-- SUPPLIED MATERIAL follows --

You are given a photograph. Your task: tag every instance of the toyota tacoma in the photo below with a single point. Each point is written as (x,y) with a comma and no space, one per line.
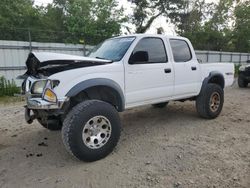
(82,96)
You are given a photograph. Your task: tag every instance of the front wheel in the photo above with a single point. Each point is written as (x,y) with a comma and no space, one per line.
(210,101)
(91,130)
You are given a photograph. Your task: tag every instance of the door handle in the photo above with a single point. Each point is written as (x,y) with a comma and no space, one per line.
(167,70)
(194,68)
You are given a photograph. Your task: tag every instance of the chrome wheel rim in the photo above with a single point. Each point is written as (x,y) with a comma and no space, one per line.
(215,101)
(96,132)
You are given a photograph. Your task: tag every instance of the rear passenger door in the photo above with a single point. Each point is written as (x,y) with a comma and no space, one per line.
(149,81)
(186,69)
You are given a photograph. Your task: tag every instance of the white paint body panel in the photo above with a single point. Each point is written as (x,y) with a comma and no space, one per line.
(145,83)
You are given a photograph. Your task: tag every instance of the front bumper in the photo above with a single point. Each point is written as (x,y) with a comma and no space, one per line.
(38,103)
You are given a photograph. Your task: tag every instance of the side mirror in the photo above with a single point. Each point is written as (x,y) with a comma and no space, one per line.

-- SUPPLIED MATERIAL concluded --

Give back every record above word for word; the pictures have no place in it.

## SOLUTION FOR THIS TASK
You are given a photograph. Your task: tag every instance of the toyota tacoma in the photo below with a single point. Each point is written as (x,y) with a comma and no space, one per line.
(82,96)
You are given a photograph. Your task: tag every instance of the front wheel in the photo above with a single point. Each point is written as (x,y) with a comma and no space, one per line.
(210,101)
(91,130)
You are given a photograph. Your task: tag every instance of the door handle in the photo above with a single point. Each point is written as (x,y) with a comma and no space, one per line.
(167,70)
(194,68)
You are given a photograph. Your task: tag every instance of the chrome wheel rim in the photo above with a single point. Each point is written as (x,y) with a comma and no space, one per line.
(215,101)
(96,132)
You are given a photograph. Your task: tag every instance of the rear passenger door in the photo above with a single point. Each point is written as (x,y) with a comma and no space, one per line.
(149,81)
(186,69)
You are given a photograph. Your task: tag every instance of the white paint body panel in the photo above with a single point. Each point is written as (x,y) with a comma and no space, one per line.
(145,83)
You are given a photograph. Your task: tag every instance of the front bumper in the photo above with a single point. Each point is written as (x,y) with a comma and no space, one per line.
(38,103)
You are given a photograph. Your task: tag every instance of the side mirror in the photo above with a single point. Each point is written as (x,y) with a comma and no space, one per line.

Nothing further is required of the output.